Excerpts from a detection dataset
— BEGIN —

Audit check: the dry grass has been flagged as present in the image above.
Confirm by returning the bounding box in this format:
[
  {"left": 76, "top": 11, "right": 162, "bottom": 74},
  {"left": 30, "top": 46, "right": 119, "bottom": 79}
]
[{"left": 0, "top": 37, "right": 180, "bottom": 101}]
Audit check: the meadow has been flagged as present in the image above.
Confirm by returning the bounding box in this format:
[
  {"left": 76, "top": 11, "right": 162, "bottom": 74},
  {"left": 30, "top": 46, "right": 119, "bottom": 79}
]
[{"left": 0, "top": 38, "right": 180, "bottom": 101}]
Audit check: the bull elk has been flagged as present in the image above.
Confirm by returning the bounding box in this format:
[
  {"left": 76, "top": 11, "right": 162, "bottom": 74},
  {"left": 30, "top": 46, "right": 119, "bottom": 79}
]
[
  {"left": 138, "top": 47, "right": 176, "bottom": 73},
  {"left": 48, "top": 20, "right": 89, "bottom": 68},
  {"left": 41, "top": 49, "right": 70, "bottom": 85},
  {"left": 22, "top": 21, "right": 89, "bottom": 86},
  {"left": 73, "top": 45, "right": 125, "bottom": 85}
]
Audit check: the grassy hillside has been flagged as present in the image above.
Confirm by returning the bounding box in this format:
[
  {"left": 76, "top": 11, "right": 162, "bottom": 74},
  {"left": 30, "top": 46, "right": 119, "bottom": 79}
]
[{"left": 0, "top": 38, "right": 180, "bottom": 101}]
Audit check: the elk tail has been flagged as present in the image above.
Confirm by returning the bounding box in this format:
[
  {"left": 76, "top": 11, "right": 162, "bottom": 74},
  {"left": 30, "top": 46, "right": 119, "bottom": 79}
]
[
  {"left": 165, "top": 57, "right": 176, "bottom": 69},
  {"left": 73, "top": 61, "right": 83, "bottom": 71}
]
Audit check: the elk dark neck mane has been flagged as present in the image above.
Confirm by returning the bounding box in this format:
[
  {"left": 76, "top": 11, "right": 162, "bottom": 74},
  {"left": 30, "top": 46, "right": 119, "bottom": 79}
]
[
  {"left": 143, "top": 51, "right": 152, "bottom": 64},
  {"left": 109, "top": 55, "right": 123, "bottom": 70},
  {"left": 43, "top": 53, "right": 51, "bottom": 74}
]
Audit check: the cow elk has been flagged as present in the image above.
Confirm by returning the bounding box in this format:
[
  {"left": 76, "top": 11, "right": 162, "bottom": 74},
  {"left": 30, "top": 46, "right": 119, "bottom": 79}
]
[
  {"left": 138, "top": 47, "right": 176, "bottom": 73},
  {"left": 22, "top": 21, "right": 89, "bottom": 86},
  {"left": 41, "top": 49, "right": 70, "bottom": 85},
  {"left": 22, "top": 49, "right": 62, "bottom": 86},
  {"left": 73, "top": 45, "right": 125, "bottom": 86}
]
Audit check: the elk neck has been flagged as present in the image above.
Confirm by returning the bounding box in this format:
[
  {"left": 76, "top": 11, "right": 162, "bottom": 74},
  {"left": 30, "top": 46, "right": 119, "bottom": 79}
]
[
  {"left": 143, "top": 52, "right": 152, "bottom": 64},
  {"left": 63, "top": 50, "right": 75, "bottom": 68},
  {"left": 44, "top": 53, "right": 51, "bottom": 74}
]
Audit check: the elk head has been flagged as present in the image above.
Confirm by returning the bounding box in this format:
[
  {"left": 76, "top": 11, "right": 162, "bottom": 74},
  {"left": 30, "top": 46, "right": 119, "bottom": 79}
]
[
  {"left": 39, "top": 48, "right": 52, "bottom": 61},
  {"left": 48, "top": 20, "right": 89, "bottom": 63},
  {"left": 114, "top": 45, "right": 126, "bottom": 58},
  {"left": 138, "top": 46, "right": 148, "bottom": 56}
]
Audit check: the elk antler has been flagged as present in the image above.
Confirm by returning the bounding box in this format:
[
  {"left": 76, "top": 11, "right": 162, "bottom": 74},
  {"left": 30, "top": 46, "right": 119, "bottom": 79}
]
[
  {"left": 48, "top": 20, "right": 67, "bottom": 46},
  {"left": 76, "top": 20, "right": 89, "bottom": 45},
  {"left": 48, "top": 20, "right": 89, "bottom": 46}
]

— END —

» Prompt:
Copy every line of the material above verbatim, from first to last.

» Correct output:
Audit check: the dry grass has been flagged as present in the image above.
Confirm by returning the bounding box in this format:
[
  {"left": 76, "top": 11, "right": 162, "bottom": 74},
  {"left": 30, "top": 46, "right": 119, "bottom": 79}
]
[{"left": 0, "top": 37, "right": 180, "bottom": 101}]
Audit check: the meadow has been flagged as present in the image above.
Confirm by returning the bounding box in this format:
[
  {"left": 76, "top": 11, "right": 162, "bottom": 74},
  {"left": 30, "top": 46, "right": 119, "bottom": 79}
]
[{"left": 0, "top": 38, "right": 180, "bottom": 101}]
Audit check: the bull elk has been flagged as present in the image above.
Confirm by returning the bounding box in this format:
[
  {"left": 76, "top": 11, "right": 162, "bottom": 74},
  {"left": 30, "top": 46, "right": 119, "bottom": 79}
]
[
  {"left": 138, "top": 47, "right": 176, "bottom": 73},
  {"left": 48, "top": 20, "right": 89, "bottom": 68},
  {"left": 41, "top": 49, "right": 70, "bottom": 85},
  {"left": 22, "top": 21, "right": 89, "bottom": 86},
  {"left": 73, "top": 45, "right": 125, "bottom": 85}
]
Audit check: the grassy hillside has been flagged as present in the image above.
Confirm by returning the bounding box in this format:
[
  {"left": 76, "top": 11, "right": 162, "bottom": 74},
  {"left": 30, "top": 46, "right": 119, "bottom": 79}
]
[{"left": 0, "top": 38, "right": 180, "bottom": 101}]
Audit check: the elk tail has been flagged as present in the image above.
Confirm by returning the bounding box in this format:
[
  {"left": 76, "top": 11, "right": 162, "bottom": 74},
  {"left": 30, "top": 46, "right": 119, "bottom": 79}
]
[
  {"left": 165, "top": 57, "right": 176, "bottom": 69},
  {"left": 73, "top": 61, "right": 83, "bottom": 71}
]
Audit check: the elk dark neck mane has been flagged as present in the image above.
Confirm by returning the bounding box in this format:
[
  {"left": 76, "top": 11, "right": 162, "bottom": 74},
  {"left": 30, "top": 46, "right": 119, "bottom": 79}
]
[
  {"left": 143, "top": 51, "right": 152, "bottom": 64},
  {"left": 109, "top": 55, "right": 123, "bottom": 70},
  {"left": 43, "top": 53, "right": 51, "bottom": 74}
]
Audit check: the cow elk has been flagged as present in the image above.
Confirm by returning the bounding box in this format:
[
  {"left": 76, "top": 11, "right": 162, "bottom": 74},
  {"left": 30, "top": 46, "right": 119, "bottom": 79}
]
[
  {"left": 138, "top": 47, "right": 176, "bottom": 73},
  {"left": 22, "top": 21, "right": 89, "bottom": 86},
  {"left": 41, "top": 49, "right": 70, "bottom": 85},
  {"left": 22, "top": 49, "right": 62, "bottom": 86},
  {"left": 73, "top": 45, "right": 125, "bottom": 86}
]
Audit check: the elk neck has been flagged as present in the image above.
Confirm by returning the bounding box in this format:
[
  {"left": 76, "top": 11, "right": 162, "bottom": 74},
  {"left": 30, "top": 46, "right": 119, "bottom": 79}
]
[
  {"left": 143, "top": 52, "right": 152, "bottom": 64},
  {"left": 63, "top": 50, "right": 75, "bottom": 68},
  {"left": 44, "top": 53, "right": 51, "bottom": 74}
]
Audit check: the elk head has been flagged as present in the image above.
Confirm by returning the bounding box in this format:
[
  {"left": 76, "top": 11, "right": 162, "bottom": 74},
  {"left": 30, "top": 46, "right": 119, "bottom": 79}
]
[
  {"left": 39, "top": 48, "right": 52, "bottom": 61},
  {"left": 48, "top": 20, "right": 89, "bottom": 63},
  {"left": 114, "top": 45, "right": 126, "bottom": 58},
  {"left": 138, "top": 46, "right": 148, "bottom": 56}
]
Audit check: the elk antler has been flagged as present in the image above.
Confirm by returning the bounding box in this format:
[
  {"left": 76, "top": 11, "right": 162, "bottom": 74},
  {"left": 30, "top": 46, "right": 119, "bottom": 79}
]
[
  {"left": 48, "top": 20, "right": 67, "bottom": 46},
  {"left": 76, "top": 20, "right": 89, "bottom": 45},
  {"left": 48, "top": 20, "right": 89, "bottom": 46}
]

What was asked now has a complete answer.